** Opening Record excerpts block **

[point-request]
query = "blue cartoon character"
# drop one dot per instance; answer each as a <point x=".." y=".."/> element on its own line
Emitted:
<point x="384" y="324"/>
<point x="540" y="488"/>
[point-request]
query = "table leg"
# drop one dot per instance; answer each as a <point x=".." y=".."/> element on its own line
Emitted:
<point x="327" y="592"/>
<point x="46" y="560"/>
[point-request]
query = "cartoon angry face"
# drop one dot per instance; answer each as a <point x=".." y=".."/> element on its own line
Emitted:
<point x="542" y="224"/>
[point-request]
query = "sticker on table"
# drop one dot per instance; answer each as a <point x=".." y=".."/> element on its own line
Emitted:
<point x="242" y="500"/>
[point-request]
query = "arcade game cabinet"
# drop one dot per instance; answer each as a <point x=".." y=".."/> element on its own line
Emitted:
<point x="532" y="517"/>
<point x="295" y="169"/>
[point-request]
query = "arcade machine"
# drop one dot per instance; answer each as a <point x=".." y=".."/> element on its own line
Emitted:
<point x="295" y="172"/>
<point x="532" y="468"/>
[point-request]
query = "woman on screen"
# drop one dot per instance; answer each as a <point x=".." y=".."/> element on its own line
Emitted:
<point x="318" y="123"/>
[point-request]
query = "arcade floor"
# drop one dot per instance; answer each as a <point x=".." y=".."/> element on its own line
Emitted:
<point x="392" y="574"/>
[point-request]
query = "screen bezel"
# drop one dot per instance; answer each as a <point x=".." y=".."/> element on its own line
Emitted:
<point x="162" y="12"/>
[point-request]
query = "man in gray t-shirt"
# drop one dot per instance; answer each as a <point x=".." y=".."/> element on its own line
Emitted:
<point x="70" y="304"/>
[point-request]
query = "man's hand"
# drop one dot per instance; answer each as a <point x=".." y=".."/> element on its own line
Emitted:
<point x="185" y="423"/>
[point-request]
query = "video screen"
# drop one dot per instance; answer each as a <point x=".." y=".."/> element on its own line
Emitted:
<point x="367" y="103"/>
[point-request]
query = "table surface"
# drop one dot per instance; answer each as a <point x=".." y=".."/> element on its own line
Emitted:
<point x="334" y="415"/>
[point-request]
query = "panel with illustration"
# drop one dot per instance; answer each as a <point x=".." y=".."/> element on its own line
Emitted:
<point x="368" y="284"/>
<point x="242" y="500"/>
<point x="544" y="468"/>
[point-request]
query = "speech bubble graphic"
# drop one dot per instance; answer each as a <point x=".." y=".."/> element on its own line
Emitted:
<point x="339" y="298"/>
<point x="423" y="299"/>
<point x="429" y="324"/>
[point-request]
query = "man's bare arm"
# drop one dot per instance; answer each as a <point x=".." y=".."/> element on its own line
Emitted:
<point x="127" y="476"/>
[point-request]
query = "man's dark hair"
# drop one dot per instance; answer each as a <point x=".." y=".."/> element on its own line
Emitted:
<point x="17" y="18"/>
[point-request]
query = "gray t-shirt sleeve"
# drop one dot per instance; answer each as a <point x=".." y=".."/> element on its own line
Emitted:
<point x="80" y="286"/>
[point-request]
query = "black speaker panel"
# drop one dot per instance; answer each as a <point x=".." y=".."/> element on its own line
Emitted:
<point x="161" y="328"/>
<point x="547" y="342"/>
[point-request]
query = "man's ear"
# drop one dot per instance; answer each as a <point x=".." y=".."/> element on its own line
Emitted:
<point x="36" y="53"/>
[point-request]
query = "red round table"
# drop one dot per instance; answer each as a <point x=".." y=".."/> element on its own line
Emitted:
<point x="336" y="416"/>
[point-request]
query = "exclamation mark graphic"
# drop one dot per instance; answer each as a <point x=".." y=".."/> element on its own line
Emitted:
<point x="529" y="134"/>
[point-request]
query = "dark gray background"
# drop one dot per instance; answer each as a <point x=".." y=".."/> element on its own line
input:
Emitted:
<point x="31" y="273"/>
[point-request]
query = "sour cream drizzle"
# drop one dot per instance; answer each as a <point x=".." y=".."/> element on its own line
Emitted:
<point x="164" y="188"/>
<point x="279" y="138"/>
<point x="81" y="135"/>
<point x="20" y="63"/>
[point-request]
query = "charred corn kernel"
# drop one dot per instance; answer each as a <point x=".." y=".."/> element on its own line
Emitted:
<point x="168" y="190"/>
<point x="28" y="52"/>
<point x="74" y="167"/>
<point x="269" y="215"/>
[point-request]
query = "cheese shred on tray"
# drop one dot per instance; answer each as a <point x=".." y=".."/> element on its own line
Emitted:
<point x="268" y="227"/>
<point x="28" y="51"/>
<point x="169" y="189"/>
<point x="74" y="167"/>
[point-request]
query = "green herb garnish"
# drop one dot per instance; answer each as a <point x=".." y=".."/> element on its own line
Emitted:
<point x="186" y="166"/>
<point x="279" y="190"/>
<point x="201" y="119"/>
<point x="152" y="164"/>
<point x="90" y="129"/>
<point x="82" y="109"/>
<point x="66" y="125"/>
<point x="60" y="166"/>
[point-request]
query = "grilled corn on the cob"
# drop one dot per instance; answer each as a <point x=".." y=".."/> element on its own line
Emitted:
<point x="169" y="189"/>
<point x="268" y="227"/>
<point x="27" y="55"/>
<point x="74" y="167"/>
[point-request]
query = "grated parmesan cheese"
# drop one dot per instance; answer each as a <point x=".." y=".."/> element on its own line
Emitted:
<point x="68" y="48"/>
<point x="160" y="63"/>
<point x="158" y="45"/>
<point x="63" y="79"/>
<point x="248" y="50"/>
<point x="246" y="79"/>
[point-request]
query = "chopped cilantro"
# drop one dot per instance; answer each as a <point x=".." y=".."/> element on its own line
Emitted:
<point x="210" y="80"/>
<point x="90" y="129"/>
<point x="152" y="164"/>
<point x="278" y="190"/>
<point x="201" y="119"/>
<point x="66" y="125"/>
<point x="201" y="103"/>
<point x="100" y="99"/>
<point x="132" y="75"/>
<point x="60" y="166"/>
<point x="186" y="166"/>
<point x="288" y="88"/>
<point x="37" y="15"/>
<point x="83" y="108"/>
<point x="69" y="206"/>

** Closing Record excerpts block **

» Exercise instructions:
Reproduce every line above. Keep it exact.

» The completed task:
[point-request]
query = "blue cartoon character"
# drop one dot per instance; answer each as a <point x=".." y=".."/> element on its own line
Emitted:
<point x="384" y="324"/>
<point x="540" y="488"/>
[point-request]
query = "table leg"
# drop one dot per instance; answer each as a <point x=".." y=".."/> element on its own line
Emitted:
<point x="327" y="592"/>
<point x="46" y="560"/>
[point-request]
query = "cartoon angry face"
# drop one dot per instance; answer each as a <point x=".." y=".."/> element on its own line
Emitted:
<point x="542" y="224"/>
[point-request]
query = "sticker on table"
# drop one dot per instance; answer each as a <point x=".." y=".."/> element on its own line
Emitted:
<point x="242" y="500"/>
[point-request]
query = "arcade game cabinet"
# drop one dot per instance; answer each as a <point x=".." y=".."/> element on its own line
Emitted:
<point x="532" y="517"/>
<point x="295" y="169"/>
[point-request]
query = "arcade machine"
# drop one dot per instance; answer each as a <point x=".." y=".."/> element on its own line
Emitted:
<point x="295" y="172"/>
<point x="532" y="468"/>
[point-request]
query = "woman on screen"
# drop one dot per instance; answer each as a <point x=".." y=".."/> element on its own line
Emitted:
<point x="318" y="123"/>
[point-request]
query = "arcade floor"
# drop one dot per instance; answer each as a <point x=".." y=".."/> element on its own line
Emitted:
<point x="392" y="574"/>
[point-request]
query = "screen bezel"
# drop one dot per instance; answer each as a <point x=".." y=".."/> element on its own line
Emitted:
<point x="162" y="12"/>
[point-request]
query = "man in gray t-shirt"
# drop one dot per instance; answer each as a <point x=".." y=".."/> element on its own line
Emitted:
<point x="70" y="304"/>
[point-request]
query = "man's hand"
# drop one dot per instance; answer each as a <point x=".." y=".."/> element on its own line
Emitted:
<point x="185" y="423"/>
[point-request]
query = "video screen"
# drop one dot per instance; answer each as a <point x=".." y=".."/> element on its own line
Emitted:
<point x="367" y="103"/>
[point-request]
query = "table surface"
# drop one dot per instance; answer each as a <point x=".." y=".."/> element on its own line
Emitted:
<point x="334" y="415"/>
[point-request]
query = "panel with illustration"
# drop one dot per instance; answer each as a <point x=".." y=".."/> element on its own line
Emitted:
<point x="368" y="284"/>
<point x="242" y="500"/>
<point x="544" y="468"/>
[point-request]
query = "speech bubble graphic"
# drop one dot per instance; answer each as a <point x=".." y=".."/> element on its own line
Emitted:
<point x="339" y="298"/>
<point x="423" y="299"/>
<point x="429" y="324"/>
[point-request]
query = "man's bare arm"
# drop one dot per instance; answer each as a <point x=".." y=".."/> element on its own line
Emitted:
<point x="127" y="476"/>
[point-request]
query = "man's dark hair"
# drop one dot per instance; answer each as a <point x=".." y=".."/> element on its own line
Emitted:
<point x="17" y="18"/>
[point-request]
query = "gray t-shirt sleeve"
# drop one dot per instance; answer each as a <point x=".." y=".."/> element on its own line
Emitted:
<point x="80" y="286"/>
[point-request]
query = "black speaker panel"
# drop one dot per instance; answer each as a <point x=".." y=".."/> element on its own line
Emitted:
<point x="161" y="328"/>
<point x="547" y="342"/>
[point-request]
query = "man's ear"
# drop one dot per instance; answer each as a <point x=".." y=".."/> element on its own line
Emitted:
<point x="36" y="53"/>
[point-request]
query = "red round table"
# drop one dot per instance; answer each as a <point x=".." y=".."/> element on its own line
Emitted:
<point x="336" y="416"/>
[point-request]
query = "exclamation mark graphic"
# drop one dot per instance; answer each as a <point x=".." y=".."/> element on its own line
Emitted:
<point x="529" y="134"/>
[point-request]
query = "dark gray background"
# drop one dot per instance; answer each as a <point x=".." y=".."/> element on its own line
input:
Emitted:
<point x="31" y="273"/>
[point-request]
query = "sour cream drizzle"
# drop one dot per instance; answer each as a <point x=".." y=".."/> element on its own line
Emitted:
<point x="164" y="188"/>
<point x="279" y="138"/>
<point x="81" y="135"/>
<point x="20" y="63"/>
[point-request]
query = "charred corn kernel"
# drop one dot per instance; answer each as a <point x=".." y=".."/> element on its own line
Emitted:
<point x="168" y="190"/>
<point x="28" y="52"/>
<point x="74" y="167"/>
<point x="269" y="215"/>
[point-request]
query = "cheese shred on tray"
# drop one dot per instance; answer each as a <point x=".." y=".."/> element on its own line
Emitted:
<point x="268" y="227"/>
<point x="28" y="51"/>
<point x="169" y="189"/>
<point x="74" y="167"/>
[point-request]
query = "green herb garnish"
# drop one dot per instance; answer each as a <point x=".." y=".."/> element on its own line
Emitted:
<point x="186" y="166"/>
<point x="279" y="190"/>
<point x="201" y="119"/>
<point x="152" y="164"/>
<point x="90" y="129"/>
<point x="82" y="109"/>
<point x="66" y="125"/>
<point x="60" y="166"/>
[point-request]
query = "grilled corn on the cob"
# drop one dot per instance; answer each as a <point x=".." y=".."/> element on its own line
Emitted:
<point x="169" y="189"/>
<point x="268" y="227"/>
<point x="27" y="55"/>
<point x="74" y="167"/>
[point-request]
query = "grated parmesan cheese"
# drop one dot per instance; answer each as a <point x=".." y=".."/> element on its own line
Emitted:
<point x="68" y="48"/>
<point x="160" y="63"/>
<point x="158" y="45"/>
<point x="63" y="79"/>
<point x="248" y="50"/>
<point x="246" y="79"/>
[point-request]
query = "chopped cilantro"
# drop one dot per instance; answer each as a <point x=".." y=".."/> element on its own line
Emitted:
<point x="210" y="80"/>
<point x="90" y="129"/>
<point x="152" y="164"/>
<point x="278" y="190"/>
<point x="201" y="119"/>
<point x="66" y="125"/>
<point x="201" y="103"/>
<point x="100" y="99"/>
<point x="132" y="75"/>
<point x="60" y="166"/>
<point x="186" y="166"/>
<point x="288" y="88"/>
<point x="37" y="15"/>
<point x="83" y="108"/>
<point x="69" y="206"/>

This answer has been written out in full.